- WHAT YOU WILL DO:
Find the line that contains "cabin window and record the coordinates."; then retype it and each line after it, exactly, through the final line of the data below.

- PROVIDED RECORDS:
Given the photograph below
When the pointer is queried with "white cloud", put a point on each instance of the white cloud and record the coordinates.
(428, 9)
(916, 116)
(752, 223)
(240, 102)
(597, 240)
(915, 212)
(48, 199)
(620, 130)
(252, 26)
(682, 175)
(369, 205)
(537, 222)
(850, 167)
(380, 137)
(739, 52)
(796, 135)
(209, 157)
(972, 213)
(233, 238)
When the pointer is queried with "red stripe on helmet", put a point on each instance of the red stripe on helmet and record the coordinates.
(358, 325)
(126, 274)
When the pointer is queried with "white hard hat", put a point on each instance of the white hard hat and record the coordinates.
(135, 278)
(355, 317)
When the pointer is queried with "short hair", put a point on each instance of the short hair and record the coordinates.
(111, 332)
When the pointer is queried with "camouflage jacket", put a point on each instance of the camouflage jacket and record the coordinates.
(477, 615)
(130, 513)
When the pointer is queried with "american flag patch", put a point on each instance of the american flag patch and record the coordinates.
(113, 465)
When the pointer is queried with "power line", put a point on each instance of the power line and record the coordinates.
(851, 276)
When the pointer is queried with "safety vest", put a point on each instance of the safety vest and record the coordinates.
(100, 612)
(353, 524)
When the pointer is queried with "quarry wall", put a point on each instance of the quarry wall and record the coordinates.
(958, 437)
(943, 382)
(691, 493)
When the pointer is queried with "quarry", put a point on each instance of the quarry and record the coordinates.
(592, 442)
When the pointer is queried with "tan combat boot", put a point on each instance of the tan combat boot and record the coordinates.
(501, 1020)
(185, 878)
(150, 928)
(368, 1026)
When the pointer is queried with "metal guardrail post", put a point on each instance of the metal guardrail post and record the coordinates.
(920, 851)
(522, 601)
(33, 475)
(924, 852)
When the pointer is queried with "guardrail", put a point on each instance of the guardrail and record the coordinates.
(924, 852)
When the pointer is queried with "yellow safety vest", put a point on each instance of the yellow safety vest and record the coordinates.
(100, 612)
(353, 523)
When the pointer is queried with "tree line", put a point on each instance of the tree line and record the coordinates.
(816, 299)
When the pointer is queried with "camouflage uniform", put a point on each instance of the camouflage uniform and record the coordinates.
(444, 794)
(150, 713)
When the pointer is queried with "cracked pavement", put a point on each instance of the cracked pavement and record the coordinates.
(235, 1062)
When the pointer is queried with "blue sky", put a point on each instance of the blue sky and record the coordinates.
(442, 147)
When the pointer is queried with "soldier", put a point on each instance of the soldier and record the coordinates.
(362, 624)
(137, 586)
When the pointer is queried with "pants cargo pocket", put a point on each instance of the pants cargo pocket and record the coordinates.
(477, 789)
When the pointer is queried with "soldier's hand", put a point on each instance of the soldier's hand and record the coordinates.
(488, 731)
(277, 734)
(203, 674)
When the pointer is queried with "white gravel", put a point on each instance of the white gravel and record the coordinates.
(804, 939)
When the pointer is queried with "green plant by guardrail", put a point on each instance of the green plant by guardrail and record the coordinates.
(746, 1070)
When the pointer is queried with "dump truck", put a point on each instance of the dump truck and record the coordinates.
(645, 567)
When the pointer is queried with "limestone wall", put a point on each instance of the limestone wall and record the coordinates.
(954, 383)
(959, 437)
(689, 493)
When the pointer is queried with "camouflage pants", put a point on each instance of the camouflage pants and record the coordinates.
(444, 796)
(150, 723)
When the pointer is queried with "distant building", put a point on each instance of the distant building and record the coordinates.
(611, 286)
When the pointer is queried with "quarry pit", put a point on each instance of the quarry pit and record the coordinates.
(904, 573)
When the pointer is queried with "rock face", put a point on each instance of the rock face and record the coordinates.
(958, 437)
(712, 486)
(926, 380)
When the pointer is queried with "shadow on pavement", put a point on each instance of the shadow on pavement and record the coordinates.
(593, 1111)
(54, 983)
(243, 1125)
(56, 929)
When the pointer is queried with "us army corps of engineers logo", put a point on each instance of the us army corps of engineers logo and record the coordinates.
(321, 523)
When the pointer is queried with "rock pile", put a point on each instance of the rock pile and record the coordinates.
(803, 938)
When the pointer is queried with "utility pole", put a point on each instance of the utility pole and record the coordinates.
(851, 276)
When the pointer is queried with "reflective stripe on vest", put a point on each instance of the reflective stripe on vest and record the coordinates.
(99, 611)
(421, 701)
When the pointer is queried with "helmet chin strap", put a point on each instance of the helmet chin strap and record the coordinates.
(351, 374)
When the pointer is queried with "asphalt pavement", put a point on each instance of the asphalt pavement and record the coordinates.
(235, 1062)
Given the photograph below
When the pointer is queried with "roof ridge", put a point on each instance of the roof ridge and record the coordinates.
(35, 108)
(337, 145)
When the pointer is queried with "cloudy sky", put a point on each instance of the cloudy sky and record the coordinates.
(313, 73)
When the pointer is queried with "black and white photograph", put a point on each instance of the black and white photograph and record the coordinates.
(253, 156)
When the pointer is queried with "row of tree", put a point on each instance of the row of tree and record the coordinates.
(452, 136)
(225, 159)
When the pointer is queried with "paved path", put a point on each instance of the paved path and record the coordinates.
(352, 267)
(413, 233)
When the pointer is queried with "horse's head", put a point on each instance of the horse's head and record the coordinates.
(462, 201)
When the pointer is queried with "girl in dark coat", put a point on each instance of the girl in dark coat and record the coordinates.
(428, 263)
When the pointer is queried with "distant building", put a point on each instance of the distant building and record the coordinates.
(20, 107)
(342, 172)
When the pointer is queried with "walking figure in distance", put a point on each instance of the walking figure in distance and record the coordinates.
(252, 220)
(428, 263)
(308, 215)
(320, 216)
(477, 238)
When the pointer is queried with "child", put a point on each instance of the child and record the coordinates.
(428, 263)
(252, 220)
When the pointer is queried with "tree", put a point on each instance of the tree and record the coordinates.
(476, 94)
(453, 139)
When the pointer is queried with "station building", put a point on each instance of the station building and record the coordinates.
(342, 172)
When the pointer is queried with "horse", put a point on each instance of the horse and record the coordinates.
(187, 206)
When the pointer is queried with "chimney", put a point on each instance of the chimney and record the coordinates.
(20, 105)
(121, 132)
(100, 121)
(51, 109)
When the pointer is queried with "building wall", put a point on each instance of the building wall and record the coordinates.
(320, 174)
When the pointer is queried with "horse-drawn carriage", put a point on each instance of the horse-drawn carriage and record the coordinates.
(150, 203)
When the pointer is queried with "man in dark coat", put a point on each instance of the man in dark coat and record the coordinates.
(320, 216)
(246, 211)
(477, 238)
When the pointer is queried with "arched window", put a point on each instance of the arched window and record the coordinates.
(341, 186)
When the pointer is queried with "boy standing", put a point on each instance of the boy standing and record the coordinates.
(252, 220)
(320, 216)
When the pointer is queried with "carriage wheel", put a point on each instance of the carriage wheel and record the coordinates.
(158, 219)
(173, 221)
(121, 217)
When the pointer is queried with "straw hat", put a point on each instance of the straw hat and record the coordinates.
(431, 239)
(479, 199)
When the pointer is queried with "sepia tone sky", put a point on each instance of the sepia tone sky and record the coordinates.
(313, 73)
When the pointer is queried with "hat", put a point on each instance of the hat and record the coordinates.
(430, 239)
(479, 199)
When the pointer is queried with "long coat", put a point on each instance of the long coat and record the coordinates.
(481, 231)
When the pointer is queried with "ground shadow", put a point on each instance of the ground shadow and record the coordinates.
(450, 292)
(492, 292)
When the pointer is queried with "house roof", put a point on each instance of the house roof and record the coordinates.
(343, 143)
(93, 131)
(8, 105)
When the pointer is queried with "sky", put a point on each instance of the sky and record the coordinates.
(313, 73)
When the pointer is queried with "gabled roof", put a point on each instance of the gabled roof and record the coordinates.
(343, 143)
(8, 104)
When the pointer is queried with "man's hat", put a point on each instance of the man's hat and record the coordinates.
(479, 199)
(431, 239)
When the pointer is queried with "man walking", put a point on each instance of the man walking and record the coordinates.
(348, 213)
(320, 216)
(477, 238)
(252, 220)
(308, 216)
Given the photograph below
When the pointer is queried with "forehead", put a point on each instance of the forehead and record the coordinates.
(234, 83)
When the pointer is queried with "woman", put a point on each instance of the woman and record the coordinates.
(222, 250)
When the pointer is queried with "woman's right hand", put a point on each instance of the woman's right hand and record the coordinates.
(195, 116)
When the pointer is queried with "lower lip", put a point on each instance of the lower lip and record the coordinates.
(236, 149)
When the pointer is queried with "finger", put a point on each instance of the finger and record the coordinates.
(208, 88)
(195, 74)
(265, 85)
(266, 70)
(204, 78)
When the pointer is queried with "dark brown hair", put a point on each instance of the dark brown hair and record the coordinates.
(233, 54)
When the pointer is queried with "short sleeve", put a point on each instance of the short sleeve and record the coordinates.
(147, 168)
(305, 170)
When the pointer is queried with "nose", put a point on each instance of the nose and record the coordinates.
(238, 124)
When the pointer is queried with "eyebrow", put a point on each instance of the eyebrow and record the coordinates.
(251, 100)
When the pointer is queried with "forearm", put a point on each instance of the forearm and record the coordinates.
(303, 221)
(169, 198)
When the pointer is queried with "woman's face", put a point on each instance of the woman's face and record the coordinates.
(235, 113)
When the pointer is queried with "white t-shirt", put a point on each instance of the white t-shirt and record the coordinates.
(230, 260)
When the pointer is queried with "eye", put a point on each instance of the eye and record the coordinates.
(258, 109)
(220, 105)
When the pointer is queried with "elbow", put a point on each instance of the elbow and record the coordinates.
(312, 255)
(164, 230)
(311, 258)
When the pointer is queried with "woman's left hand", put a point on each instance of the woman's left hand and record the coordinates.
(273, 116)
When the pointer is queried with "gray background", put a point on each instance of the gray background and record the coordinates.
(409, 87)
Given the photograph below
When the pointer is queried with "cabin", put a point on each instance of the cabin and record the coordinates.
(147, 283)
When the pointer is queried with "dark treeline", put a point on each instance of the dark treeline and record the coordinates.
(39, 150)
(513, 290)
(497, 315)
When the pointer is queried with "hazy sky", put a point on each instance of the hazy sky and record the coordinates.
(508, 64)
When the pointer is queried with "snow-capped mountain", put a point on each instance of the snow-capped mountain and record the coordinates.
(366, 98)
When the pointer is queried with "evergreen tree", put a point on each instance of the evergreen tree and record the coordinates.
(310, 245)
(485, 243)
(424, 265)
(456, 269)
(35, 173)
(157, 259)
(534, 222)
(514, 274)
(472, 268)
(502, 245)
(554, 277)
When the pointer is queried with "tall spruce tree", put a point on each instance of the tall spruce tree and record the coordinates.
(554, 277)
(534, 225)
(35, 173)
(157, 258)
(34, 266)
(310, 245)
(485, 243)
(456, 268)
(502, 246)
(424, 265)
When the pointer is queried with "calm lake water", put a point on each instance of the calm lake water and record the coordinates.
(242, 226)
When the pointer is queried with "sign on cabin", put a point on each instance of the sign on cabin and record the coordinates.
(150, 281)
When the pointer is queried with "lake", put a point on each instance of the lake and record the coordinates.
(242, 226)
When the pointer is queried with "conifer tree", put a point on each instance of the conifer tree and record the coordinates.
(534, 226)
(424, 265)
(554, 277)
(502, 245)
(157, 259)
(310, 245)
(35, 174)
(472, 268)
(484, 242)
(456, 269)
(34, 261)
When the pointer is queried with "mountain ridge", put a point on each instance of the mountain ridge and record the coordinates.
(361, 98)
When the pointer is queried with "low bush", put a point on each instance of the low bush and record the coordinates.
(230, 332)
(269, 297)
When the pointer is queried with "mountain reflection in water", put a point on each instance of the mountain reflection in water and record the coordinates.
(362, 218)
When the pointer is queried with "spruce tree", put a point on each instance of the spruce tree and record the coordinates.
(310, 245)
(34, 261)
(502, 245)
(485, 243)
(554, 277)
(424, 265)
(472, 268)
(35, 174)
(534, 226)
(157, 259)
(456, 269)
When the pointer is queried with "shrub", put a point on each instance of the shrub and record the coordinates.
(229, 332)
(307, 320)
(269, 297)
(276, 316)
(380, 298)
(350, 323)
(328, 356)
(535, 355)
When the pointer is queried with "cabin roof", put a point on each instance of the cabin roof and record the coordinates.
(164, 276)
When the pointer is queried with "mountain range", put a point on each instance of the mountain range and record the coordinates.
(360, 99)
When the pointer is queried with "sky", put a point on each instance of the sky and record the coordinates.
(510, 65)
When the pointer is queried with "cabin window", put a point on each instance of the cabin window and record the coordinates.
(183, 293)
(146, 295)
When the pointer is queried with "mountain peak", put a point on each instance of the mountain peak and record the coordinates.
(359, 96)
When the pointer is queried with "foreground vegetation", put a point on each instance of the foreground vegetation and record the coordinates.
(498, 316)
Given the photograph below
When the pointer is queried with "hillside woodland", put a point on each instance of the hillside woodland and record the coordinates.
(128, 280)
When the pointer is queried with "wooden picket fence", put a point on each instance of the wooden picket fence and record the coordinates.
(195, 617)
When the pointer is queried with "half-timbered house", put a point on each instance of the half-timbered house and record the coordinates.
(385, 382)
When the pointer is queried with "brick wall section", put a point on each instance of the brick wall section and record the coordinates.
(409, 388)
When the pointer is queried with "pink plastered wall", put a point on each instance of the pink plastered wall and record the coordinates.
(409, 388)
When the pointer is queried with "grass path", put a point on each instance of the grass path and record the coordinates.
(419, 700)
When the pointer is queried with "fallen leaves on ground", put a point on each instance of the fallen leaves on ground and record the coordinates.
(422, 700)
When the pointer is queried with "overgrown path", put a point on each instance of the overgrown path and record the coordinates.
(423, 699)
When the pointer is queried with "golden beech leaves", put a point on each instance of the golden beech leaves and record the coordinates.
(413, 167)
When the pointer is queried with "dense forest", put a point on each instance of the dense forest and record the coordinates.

- OUTPUT FOR THIS EXERCISE:
When the pointer is queried with "cabin window", put a point on each instance of the cabin window and record the coordinates.
(183, 293)
(146, 295)
When the pointer is queried with "mountain peak", put a point on each instance of the mountain peak and record the coordinates.
(359, 96)
When the pointer is queried with "foreground vegetation", put a point on each instance of the foreground vegetation and record the coordinates.
(498, 316)
Given the photograph below
When the pointer is queried with "hillside woodland", put a point on each instance of the hillside woodland and record the coordinates.
(128, 280)
When the pointer is queried with "wooden picket fence", put a point on each instance of the wooden picket fence and record the coordinates.
(195, 617)
When the pointer is queried with "half-timbered house", put a point on each instance of the half-timbered house and record the coordinates.
(385, 382)
When the pointer is queried with "brick wall section", put a point on each instance of the brick wall section and record the coordinates.
(409, 388)
When the pointer is queried with "pink plastered wall", put a point on each instance of the pink plastered wall and record the coordinates.
(409, 388)
When the pointer is queried with "grass path", put a point on each instance of the grass path and record the coordinates.
(419, 700)
When the pointer is queried with "fallen leaves on ground", put a point on each instance of the fallen leaves on ground and record the coordinates.
(422, 700)
When the pointer is queried with "overgrown path", put a point on each instance of the overgrown path and record the coordinates.
(423, 699)
When the pointer is queried with "golden beech leaves", put a point on each instance of the golden beech leaves and record the coordinates.
(413, 167)
When the pointer is queried with "dense forest", put a point on each instance of the dense forest and record the coordinates.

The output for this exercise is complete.